**ANLEITUNG ZUR ÜBUNG:** Kopiere die folgenden Zeilen aus dem Material unten genau ab. Beginne bei der Zeile, die „the parked truck“ enthält, und höre nach der Zeile auf, die „[[400, 343], [488, 330]]“ enthält.

(Gespeicherte Einträge)
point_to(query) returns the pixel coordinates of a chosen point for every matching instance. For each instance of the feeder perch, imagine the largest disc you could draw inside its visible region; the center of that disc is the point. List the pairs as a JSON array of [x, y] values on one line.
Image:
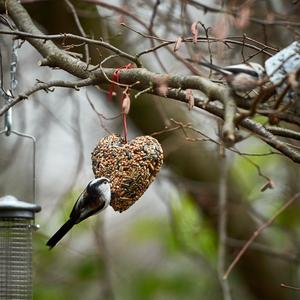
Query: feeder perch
[[16, 225]]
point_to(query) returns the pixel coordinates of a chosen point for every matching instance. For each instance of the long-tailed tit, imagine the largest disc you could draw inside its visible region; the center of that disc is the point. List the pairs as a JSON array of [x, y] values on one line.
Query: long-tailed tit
[[241, 77], [95, 198]]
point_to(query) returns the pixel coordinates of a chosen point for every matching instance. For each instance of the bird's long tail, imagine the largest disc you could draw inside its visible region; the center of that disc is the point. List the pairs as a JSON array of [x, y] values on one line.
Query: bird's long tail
[[60, 233]]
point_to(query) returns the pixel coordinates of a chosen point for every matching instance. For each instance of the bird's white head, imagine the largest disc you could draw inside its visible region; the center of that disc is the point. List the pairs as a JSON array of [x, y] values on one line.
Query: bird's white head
[[258, 68]]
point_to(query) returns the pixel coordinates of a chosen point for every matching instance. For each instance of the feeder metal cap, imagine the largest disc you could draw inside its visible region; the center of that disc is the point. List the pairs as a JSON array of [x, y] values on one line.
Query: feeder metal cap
[[11, 207]]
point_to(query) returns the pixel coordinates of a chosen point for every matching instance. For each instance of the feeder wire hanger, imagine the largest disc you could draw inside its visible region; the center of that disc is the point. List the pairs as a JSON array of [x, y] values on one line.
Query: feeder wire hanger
[[8, 96]]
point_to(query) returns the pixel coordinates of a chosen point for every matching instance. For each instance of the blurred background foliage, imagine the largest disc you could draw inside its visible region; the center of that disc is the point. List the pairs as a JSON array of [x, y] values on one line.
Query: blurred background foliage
[[166, 245]]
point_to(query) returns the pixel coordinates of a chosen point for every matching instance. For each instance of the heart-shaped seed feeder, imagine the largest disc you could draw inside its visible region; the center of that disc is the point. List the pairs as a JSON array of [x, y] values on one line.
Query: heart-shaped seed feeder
[[131, 167]]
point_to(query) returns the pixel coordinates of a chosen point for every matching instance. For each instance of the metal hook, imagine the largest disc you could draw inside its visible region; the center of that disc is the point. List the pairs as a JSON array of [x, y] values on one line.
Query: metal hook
[[8, 114]]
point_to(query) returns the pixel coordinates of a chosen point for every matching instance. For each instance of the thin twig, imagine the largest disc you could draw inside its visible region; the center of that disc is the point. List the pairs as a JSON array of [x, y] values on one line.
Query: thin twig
[[257, 232], [80, 28], [222, 228]]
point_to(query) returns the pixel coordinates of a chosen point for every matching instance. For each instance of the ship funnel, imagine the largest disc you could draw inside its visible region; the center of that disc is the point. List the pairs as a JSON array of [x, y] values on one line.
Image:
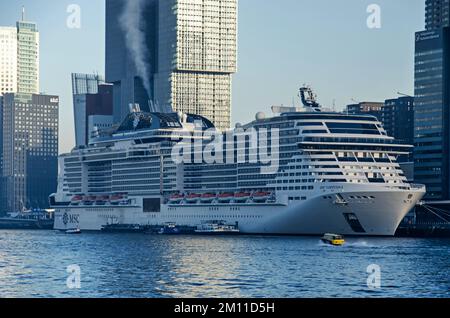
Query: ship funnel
[[134, 108], [308, 98]]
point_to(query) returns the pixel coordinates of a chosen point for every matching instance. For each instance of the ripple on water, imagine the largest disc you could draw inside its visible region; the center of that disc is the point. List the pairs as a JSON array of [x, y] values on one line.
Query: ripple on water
[[34, 263]]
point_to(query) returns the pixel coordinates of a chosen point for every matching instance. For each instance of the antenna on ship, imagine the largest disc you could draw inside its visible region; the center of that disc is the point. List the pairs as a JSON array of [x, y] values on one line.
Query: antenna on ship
[[309, 99]]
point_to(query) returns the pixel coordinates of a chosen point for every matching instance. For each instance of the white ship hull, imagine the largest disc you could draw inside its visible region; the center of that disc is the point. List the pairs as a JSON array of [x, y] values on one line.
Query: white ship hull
[[378, 212]]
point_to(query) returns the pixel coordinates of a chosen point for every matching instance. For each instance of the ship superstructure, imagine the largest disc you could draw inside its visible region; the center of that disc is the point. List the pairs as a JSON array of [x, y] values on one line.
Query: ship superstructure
[[309, 172]]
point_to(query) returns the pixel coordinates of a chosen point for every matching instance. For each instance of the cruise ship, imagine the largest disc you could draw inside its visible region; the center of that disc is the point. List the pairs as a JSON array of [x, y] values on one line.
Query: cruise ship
[[306, 172]]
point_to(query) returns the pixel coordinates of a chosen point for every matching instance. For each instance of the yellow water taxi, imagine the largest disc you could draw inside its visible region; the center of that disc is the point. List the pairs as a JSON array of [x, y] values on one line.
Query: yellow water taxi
[[333, 239]]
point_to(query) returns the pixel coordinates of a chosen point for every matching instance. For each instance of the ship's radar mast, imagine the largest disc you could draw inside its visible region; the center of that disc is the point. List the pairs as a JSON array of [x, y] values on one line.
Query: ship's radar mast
[[308, 98]]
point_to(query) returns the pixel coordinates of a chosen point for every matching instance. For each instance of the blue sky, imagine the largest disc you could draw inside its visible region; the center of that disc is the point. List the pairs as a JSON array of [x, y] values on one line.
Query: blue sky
[[282, 45]]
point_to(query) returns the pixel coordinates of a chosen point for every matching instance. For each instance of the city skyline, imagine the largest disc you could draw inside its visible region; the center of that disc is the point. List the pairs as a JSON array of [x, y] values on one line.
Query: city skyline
[[386, 54]]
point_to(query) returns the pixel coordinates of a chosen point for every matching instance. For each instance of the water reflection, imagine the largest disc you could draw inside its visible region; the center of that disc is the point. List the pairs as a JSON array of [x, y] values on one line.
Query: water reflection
[[33, 264]]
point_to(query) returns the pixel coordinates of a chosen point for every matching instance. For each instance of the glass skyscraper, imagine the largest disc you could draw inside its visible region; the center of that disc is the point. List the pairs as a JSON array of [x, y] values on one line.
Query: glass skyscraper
[[192, 54], [30, 150], [431, 112], [437, 14]]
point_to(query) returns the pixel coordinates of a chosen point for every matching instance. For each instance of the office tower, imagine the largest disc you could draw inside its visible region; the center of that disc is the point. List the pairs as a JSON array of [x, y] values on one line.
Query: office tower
[[437, 14], [431, 115], [398, 121], [27, 58], [86, 83], [19, 58], [8, 60], [30, 150], [186, 62], [366, 108]]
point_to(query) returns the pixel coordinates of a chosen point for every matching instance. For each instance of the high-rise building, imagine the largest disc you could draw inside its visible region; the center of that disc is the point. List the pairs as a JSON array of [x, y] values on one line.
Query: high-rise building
[[437, 14], [398, 121], [19, 58], [30, 150], [186, 62], [431, 112], [27, 58], [8, 60], [86, 83]]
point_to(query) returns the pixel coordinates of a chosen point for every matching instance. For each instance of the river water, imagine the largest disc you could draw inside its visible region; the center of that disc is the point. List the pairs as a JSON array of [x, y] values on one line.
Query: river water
[[36, 264]]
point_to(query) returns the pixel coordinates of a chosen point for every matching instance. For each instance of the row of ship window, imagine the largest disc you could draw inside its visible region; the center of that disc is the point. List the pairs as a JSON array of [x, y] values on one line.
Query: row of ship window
[[296, 188]]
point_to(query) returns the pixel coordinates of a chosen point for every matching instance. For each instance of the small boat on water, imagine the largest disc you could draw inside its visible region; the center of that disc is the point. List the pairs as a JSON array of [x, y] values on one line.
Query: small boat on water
[[217, 228], [169, 229], [333, 239], [73, 231]]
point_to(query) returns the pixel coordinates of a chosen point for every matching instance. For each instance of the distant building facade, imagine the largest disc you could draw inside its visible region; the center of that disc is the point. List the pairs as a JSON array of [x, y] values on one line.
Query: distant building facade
[[398, 121], [30, 150], [437, 14], [432, 114], [86, 83], [192, 54], [8, 60], [27, 58]]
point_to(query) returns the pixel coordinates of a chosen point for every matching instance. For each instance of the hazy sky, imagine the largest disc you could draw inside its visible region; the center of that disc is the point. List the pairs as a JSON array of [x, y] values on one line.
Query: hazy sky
[[282, 45]]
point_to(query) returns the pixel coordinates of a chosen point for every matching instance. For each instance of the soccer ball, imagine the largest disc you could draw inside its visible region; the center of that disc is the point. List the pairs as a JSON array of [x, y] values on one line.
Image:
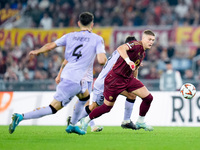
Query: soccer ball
[[188, 90]]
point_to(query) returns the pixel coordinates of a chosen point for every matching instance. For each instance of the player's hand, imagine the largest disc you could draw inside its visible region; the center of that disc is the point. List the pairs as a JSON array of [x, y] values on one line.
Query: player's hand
[[34, 52], [57, 79], [132, 65]]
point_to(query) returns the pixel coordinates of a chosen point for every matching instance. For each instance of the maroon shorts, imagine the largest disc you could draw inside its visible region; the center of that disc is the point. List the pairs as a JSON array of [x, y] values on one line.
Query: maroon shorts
[[115, 84]]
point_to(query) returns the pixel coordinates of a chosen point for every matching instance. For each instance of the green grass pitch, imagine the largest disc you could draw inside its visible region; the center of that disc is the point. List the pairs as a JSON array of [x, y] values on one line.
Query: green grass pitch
[[111, 138]]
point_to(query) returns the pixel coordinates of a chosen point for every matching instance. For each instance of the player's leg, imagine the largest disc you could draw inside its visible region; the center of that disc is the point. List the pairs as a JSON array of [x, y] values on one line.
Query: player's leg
[[97, 112], [127, 123], [61, 98], [37, 113], [83, 98], [144, 107], [97, 101]]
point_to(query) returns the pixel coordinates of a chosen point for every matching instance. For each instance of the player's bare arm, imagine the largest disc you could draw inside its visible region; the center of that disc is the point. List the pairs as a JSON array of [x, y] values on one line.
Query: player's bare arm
[[123, 53], [101, 57], [43, 49], [57, 79]]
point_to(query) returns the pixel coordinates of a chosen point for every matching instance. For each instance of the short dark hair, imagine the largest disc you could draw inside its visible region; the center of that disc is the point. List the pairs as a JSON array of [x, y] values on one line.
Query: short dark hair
[[149, 32], [130, 38], [86, 18]]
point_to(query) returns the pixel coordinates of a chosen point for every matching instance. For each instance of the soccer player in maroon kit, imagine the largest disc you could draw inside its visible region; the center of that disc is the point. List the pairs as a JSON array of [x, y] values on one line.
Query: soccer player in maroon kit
[[121, 78]]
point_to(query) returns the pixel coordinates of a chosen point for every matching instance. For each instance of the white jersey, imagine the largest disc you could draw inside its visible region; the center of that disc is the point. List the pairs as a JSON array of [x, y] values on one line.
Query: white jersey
[[80, 52], [99, 82]]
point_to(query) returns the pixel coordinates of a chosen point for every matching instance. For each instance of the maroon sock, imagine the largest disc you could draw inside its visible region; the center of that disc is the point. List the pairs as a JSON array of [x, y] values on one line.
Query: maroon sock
[[145, 105], [100, 111]]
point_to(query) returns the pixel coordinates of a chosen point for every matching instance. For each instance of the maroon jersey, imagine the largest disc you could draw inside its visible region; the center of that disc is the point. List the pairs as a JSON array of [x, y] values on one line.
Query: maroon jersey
[[136, 54]]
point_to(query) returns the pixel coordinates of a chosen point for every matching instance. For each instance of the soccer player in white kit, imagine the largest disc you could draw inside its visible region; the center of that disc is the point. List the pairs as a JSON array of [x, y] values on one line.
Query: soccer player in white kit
[[81, 50], [98, 97]]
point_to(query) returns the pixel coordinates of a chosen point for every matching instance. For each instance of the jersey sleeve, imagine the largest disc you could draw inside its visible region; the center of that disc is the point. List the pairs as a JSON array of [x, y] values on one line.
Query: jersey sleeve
[[100, 47], [62, 41]]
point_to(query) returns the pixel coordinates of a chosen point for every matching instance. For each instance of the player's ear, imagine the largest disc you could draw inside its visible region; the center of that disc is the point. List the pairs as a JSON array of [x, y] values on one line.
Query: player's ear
[[79, 24], [92, 24]]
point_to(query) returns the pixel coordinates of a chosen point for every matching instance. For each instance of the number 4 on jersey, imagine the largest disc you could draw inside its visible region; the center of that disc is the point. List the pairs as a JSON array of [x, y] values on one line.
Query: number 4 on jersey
[[78, 55]]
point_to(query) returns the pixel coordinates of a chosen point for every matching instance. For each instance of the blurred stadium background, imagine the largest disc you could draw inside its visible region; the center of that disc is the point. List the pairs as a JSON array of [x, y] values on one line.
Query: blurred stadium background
[[28, 24]]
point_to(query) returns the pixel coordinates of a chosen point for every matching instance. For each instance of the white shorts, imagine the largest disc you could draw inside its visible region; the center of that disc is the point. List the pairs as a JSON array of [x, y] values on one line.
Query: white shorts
[[86, 85], [66, 90], [98, 97]]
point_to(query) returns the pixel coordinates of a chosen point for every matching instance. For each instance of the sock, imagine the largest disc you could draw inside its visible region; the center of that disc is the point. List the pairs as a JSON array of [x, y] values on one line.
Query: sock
[[128, 109], [87, 119], [77, 111], [140, 119], [38, 112], [84, 113], [92, 124], [145, 105], [100, 111]]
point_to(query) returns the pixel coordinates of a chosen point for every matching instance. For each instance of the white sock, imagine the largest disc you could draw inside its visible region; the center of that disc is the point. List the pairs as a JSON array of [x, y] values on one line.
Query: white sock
[[87, 119], [128, 110], [37, 113], [77, 111], [92, 124], [83, 114], [141, 119]]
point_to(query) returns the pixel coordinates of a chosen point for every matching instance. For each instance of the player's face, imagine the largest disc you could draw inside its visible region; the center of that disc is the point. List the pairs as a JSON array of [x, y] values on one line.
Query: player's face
[[148, 41]]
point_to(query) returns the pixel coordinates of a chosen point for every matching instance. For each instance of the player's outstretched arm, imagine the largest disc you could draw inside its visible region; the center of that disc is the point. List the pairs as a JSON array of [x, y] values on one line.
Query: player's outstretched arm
[[43, 49], [123, 53], [57, 79]]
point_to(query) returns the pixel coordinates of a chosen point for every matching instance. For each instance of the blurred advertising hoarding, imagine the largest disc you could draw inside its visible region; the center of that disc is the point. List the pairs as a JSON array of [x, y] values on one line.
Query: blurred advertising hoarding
[[163, 34]]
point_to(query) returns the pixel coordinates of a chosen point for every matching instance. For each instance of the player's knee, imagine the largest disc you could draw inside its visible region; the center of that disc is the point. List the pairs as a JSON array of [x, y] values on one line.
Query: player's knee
[[131, 96], [106, 108], [148, 99], [85, 98], [130, 100], [87, 109], [53, 109]]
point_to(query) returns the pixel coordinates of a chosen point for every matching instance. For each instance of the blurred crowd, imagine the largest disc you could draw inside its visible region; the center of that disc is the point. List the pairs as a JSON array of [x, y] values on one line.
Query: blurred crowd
[[63, 13], [16, 65]]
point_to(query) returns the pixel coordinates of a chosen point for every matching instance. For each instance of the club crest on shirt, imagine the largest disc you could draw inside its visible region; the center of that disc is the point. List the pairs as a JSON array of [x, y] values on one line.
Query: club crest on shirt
[[131, 44], [110, 97]]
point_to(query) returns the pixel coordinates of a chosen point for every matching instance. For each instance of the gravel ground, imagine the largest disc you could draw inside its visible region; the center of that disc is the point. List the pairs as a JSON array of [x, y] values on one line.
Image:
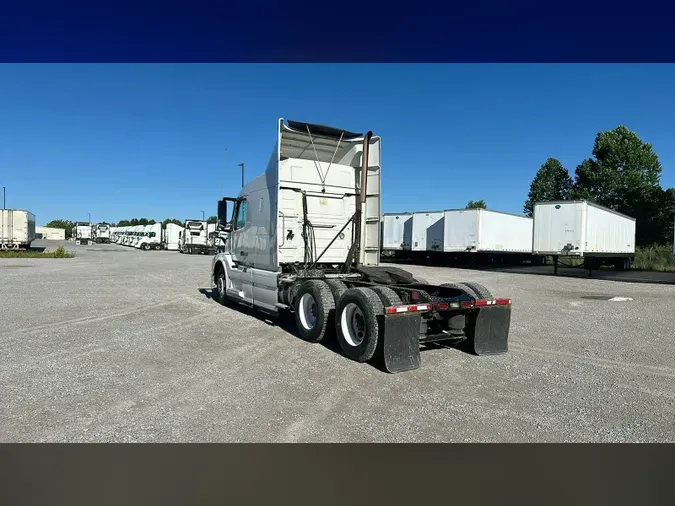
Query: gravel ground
[[118, 344]]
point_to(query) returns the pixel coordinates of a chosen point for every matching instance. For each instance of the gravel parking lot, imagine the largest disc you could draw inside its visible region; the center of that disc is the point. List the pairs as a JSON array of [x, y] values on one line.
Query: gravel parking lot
[[118, 344]]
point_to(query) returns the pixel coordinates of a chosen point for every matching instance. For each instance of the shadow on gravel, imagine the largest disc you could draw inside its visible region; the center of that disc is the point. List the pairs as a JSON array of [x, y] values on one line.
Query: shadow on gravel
[[631, 276], [286, 322]]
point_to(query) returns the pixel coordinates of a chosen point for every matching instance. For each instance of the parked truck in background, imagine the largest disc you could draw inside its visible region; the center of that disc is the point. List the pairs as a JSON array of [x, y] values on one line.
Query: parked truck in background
[[396, 233], [427, 233], [582, 229], [195, 237], [101, 233], [82, 233], [150, 237], [172, 236], [17, 229], [304, 237]]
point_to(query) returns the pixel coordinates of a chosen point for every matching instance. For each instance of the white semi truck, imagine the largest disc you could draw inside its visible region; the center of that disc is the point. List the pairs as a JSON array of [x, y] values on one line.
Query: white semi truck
[[194, 238], [172, 236], [17, 229], [82, 233], [101, 233], [304, 237], [150, 237]]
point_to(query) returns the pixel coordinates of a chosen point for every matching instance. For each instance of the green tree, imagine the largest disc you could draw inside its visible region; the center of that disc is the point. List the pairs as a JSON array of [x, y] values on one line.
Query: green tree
[[476, 204], [624, 174], [551, 182]]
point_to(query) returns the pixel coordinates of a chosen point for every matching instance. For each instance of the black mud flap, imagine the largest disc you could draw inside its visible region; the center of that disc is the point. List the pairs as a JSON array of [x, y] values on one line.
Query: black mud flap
[[400, 343], [488, 330]]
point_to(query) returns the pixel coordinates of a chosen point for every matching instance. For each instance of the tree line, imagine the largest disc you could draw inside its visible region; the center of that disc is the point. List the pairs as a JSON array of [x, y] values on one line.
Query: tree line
[[69, 224], [623, 173]]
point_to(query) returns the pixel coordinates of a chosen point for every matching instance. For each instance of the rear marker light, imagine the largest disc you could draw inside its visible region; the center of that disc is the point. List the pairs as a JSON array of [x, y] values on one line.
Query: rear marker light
[[483, 303], [407, 309]]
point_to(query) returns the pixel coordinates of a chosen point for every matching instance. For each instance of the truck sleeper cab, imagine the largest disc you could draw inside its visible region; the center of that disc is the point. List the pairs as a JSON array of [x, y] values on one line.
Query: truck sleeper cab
[[304, 237]]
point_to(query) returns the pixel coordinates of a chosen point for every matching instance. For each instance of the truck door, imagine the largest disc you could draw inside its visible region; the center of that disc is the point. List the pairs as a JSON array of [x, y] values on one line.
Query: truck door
[[241, 276]]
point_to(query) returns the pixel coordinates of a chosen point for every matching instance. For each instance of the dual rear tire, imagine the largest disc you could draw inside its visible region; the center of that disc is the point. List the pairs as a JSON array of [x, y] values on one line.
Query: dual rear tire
[[324, 309]]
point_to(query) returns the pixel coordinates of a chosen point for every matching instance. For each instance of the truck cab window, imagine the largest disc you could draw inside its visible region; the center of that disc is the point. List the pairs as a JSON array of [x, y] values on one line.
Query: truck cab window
[[241, 215]]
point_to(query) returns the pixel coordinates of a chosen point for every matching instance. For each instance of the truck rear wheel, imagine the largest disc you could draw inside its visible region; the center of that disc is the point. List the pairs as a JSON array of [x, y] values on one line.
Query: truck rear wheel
[[313, 305], [356, 323], [478, 289]]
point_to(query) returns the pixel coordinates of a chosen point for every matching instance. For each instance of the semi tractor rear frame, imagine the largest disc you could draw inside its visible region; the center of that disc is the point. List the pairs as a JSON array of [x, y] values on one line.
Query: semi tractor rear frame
[[310, 245]]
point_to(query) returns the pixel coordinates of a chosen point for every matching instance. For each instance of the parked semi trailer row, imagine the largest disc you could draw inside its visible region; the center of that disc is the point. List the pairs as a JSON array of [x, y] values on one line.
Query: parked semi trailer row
[[558, 229], [145, 237], [196, 237], [17, 229]]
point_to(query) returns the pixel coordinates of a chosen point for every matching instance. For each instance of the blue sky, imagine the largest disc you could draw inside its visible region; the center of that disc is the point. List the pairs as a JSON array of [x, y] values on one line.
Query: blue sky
[[121, 141]]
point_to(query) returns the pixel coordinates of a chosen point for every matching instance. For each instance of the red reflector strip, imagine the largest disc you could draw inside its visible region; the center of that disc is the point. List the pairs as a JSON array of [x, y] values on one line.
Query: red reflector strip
[[407, 309], [483, 303]]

**ANTWORT ZUR AUFGABE:**
point_to(query) returns the pixel coordinates of a chosen point for every matching instance. For each instance of the parked truck in background, imagine the largest disc you could draw inside its visible region; the center of that disc is the point. List the pairs as a JSON array of [x, y] values on one line.
Query: parked truck in background
[[396, 233], [427, 233], [582, 229], [195, 237], [101, 233], [82, 233], [150, 237], [172, 236], [17, 229], [304, 237]]
point_to(query) returns the pixel coordinates of a chosen point for every matching instance. For each instance of the white semi truck, imagine the largest disc you could draw inside its visible region; the center of that disc is the point. List the pairs as a JSON array of [x, y] values on one line.
Query: white semi truck
[[194, 238], [172, 236], [17, 229], [82, 233], [101, 233], [304, 237], [150, 237]]
point_to(query) returns the pixel coordinates of a chosen point for every matching instance. For each instance of the green tree, imagine the largest disc you could draw inside its visible region; the center of that disc is the point. List the pairs as a JSON array of [x, y] values on one line.
Query: green tree
[[476, 204], [624, 174], [551, 182]]
point_to(query) returns the pixel coordinates of a chosen point for every matching instance. For each instance of the black mud flap, imagine the largest disc you could draw inside its visible region; the center of that disc is the point. List the pairs as a JSON array of [x, y] values on one line.
Query: black mud flap
[[400, 343], [488, 330]]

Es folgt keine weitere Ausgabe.